7.0 Data Structures – Binary Search Trees

A tree is a data structure that has many variants.  From our human perceptive, trees have too many branches and leafs. They are very useful in sunny days, where we walk under their shadows. In Computer Science world, they have another usage. We use their leafs to store data. Yes!! their leafs are a place where we can store data (numbers, characters, …etc.). So, let’s start discovering one of the most powerful data structures used in real applications.
Before we launch, make sure that you understand the word Recursion and how this concept is applied in programming. Refer to this blog post to review what you have learned before continuing with this post.

Trees Specification

As we have just mentioned, a tree has many branches and leafs. However, when it comes to the computer world, we restrict our definition of a tree for simplicity. Our tree data structure specifications are customized to the Binary Search Tree as follows:

– We want to group some items together.
– We graphically represent the data as tree nodes.
– A tree starts with a root node and has branches.
– Every node (including the root) has at most two branches. This is why it’s called a Binary Search Tree.
– A branch represents another node. (we will call this a child node to its parent).
– A node that has no branches (no children) is called leave node.

– Before we continue, have a look at the following figure that demonstrates tree nodes (green circles) and what they represent (the red illustration)
– A tree must have at least one node, which is the root node.
– A left child node value must be less than the value of the parent node. In the above figure, the node with the value 4 is a left child node to the root node, which has a value of 6 (4<6).
– A right child node value must be greater that the value of the parent node. In the above figure, the node with the value 8 is a right child node to the root node, which has a value of 6 (8>6).
– Look again at the figure and notice that all left child nodes value are less than the parent node and the right child nodes value are greater than the parent node.
– This restriction is to make the search operation very easy and direct (we will see this soon in the implementation). This is why it’s called a Binary Search Tree.

Finally, we want to be able to insert and delete nodes. In addition, we want to search the data structure for a specific node in an efficient way.
Let’s break it to pieces and see these specifications in code

template<class ItemType>
class Tree{
public:
   Tree();
   void InsertItem(ItemType item);
   void DeleteItem(ItemType item);
   void RetrieveItem(ItemType &item,bool &found);
   ~Tree();
};

We have a constructor that builds the tree starting from the root element and some helping functions that play the role of inserting, deleting and searching for items.

Binary Search Trees Implementation

Binary Search Trees implementation uses pointers and recursion extensively. To represent tree nodes, we create a structure that contains data about the node’s value as well as pointers to the left and right children. Here is how this is represented in code:

struct Node{
    ItemType info;
    Node<ItemType>* right;
    Node<ItemType>* left;
};

And as we have mentioned in the specifications above, a tree has at least one node which is the root node. So, the private data members will be as follows

class Tree{
private:
    Node<ItemType>* root;
};

This will represent a pointer to the root of the tree. From this root, we can traverse all the node of the tree. Traversing a tree simply means to start from the root node and visit all the nodes of the tree. A tree at first will have no root. So, we initialize the constructor as follows

Tree<ItemType>::Tree(){
    root = NULL;
}

After that, we make a helper function that is used to insert a value in a binary search tree given a pointer to its root node. This function definition is as follows

void Insert(Node<ItemType>* &tree,ItemType item){
    if(tree == NULL){
        tree = new Node<ItemType>;
        tree->right = NULL;
        tree->left = NULL;
        tree->info = item;
    }
    else if(item < tree->info)
§
* [SET OF TASKS]
1 - In the binary search tree tutorial, what value does the constructor assign to the root pointer?
2 - Reproduce the stretch of the binary search tree tutorial from "As we have just" through "(the red illustration)".
Rely only on the binary search tree tutorial.

[Stored data entries]
§
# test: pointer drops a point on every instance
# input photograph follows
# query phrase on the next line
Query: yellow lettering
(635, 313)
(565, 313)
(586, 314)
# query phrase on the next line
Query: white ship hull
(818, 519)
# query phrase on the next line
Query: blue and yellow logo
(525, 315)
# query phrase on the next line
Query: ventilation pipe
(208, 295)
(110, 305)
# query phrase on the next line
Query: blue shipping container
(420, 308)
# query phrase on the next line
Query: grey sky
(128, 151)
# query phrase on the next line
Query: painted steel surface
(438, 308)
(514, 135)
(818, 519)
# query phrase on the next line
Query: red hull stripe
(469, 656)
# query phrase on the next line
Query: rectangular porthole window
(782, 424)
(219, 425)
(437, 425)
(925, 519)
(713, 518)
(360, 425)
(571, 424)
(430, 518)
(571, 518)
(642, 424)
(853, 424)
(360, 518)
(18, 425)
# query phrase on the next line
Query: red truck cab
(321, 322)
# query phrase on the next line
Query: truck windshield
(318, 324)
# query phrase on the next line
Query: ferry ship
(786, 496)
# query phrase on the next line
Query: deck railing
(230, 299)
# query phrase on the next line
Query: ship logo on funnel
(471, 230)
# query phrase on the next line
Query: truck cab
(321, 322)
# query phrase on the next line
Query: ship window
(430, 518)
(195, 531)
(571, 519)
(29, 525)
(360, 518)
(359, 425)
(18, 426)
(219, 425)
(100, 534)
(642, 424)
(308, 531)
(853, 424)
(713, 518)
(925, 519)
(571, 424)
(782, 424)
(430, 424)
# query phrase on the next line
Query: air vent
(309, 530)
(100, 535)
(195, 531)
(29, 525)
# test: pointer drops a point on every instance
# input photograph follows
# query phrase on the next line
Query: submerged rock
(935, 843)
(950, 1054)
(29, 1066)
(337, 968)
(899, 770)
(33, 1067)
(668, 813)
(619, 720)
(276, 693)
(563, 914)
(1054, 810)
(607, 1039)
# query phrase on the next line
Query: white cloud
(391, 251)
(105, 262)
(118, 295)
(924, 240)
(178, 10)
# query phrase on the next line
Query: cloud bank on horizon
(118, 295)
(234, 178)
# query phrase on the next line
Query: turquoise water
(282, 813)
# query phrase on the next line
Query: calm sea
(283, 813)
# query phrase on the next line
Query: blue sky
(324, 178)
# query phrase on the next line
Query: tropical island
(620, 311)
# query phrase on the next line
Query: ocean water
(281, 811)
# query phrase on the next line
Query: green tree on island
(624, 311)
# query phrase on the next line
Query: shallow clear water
§
* [SOLUTIONS TO THE TASKS]
1 - It assigns NULL to root.

2 -
As we have just mentioned, a tree has many branches and leafs. However, when it comes to the computer world, we restrict our definition of a tree for simplicity. Our tree data structure specifications are customized to the Binary Search Tree as follows:

– We want to group some items together.
– We graphically represent the data as tree nodes.
– A tree starts with a root node and has branches.
– Every node (including the root) has at most two branches. This is why it’s called a Binary Search Tree.
– A branch represents another node. (we will call this a child node to its parent).
– A node that has no branches (no children) is called leave node.

– Before we continue, have a look at the following figure that demonstrates tree nodes (green circles) and what they represent (the red illustration)